Items from a data source:

--- Begin ---

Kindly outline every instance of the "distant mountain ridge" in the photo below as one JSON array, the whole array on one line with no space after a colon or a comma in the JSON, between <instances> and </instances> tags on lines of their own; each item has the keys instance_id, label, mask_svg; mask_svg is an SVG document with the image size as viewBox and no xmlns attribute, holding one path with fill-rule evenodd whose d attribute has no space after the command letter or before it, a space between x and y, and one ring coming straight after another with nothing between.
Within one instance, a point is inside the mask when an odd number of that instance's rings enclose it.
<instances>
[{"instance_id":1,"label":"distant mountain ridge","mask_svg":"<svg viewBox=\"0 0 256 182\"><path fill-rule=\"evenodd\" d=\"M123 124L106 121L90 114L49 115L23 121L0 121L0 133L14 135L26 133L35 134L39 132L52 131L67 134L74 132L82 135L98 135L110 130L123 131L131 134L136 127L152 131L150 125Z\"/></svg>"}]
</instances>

--- End ---

TASK BRIEF: Return each line of the records above exactly as it reads.

ANSWER IN FULL:
Kindly outline every instance of the "distant mountain ridge" in the photo below as one JSON array, the whole array on one line with no space after a colon or a comma in the JSON, between <instances> and </instances> tags on lines of their own; each item has the keys instance_id, label, mask_svg; mask_svg is an SVG document with the image size as viewBox and no xmlns attribute, holding one path with fill-rule evenodd whose d attribute has no space after the command letter or before it, a space between x and y, and one ring coming straight after another with nothing between.
Within one instance, a point is inside the mask when an odd number of that instance's rings enclose it.
<instances>
[{"instance_id":1,"label":"distant mountain ridge","mask_svg":"<svg viewBox=\"0 0 256 182\"><path fill-rule=\"evenodd\" d=\"M123 124L106 121L90 114L49 115L23 121L0 121L0 133L14 135L26 133L35 134L39 132L52 131L67 134L74 132L82 135L98 135L110 130L123 131L131 134L136 127L152 131L150 125Z\"/></svg>"}]
</instances>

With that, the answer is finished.